--- Detection examples ---
_ _ _
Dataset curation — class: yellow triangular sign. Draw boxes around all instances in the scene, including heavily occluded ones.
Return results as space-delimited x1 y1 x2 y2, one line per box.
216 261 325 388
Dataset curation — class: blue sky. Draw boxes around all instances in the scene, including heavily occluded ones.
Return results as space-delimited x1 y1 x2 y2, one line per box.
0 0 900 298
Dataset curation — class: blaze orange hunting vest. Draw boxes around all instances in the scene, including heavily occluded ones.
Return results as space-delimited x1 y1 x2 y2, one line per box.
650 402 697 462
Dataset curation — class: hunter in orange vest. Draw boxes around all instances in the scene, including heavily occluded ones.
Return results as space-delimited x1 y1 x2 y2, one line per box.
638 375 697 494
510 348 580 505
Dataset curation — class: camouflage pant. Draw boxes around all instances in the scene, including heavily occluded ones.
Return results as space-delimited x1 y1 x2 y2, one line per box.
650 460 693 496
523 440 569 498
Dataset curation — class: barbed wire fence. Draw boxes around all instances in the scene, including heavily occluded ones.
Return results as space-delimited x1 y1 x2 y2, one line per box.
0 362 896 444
_ _ _
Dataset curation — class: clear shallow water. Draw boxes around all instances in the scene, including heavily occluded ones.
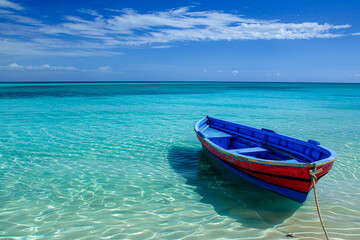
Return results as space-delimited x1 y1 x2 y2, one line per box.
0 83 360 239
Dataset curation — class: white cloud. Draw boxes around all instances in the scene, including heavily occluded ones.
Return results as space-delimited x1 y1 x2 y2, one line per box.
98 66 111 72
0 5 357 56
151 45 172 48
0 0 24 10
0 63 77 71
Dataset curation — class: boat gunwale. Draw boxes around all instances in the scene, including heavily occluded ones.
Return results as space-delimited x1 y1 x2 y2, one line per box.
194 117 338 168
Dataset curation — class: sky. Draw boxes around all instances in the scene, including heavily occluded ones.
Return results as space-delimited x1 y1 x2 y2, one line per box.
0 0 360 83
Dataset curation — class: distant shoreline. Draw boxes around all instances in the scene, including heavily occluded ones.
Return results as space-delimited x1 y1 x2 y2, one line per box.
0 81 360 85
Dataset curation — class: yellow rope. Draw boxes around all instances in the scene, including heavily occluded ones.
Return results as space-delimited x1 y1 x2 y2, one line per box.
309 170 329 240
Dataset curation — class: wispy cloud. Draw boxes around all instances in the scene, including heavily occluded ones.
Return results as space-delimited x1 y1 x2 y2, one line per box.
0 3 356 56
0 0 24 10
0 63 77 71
_ _ _
--- Written instruction ---
Can you update everything from the line containing "Dataset curation — class: distant" down to the line containing "309 170 329 240" by replacing "shoreline" with "coastline", leaving all else unchanged and giving back only those lines?

--- The output ---
Dataset curation — class: distant coastline. Draw boxes around all instances in the scene, including heavily occluded ones.
Return results as space-delimited x1 y1 x2 y2, one line per box.
0 81 360 85
Dataset curation — class: yellow rope. Draw boxes around all instances in the scene, including heavily occluded ones.
Return results as space-delimited x1 y1 x2 y2, one line per box.
309 170 329 240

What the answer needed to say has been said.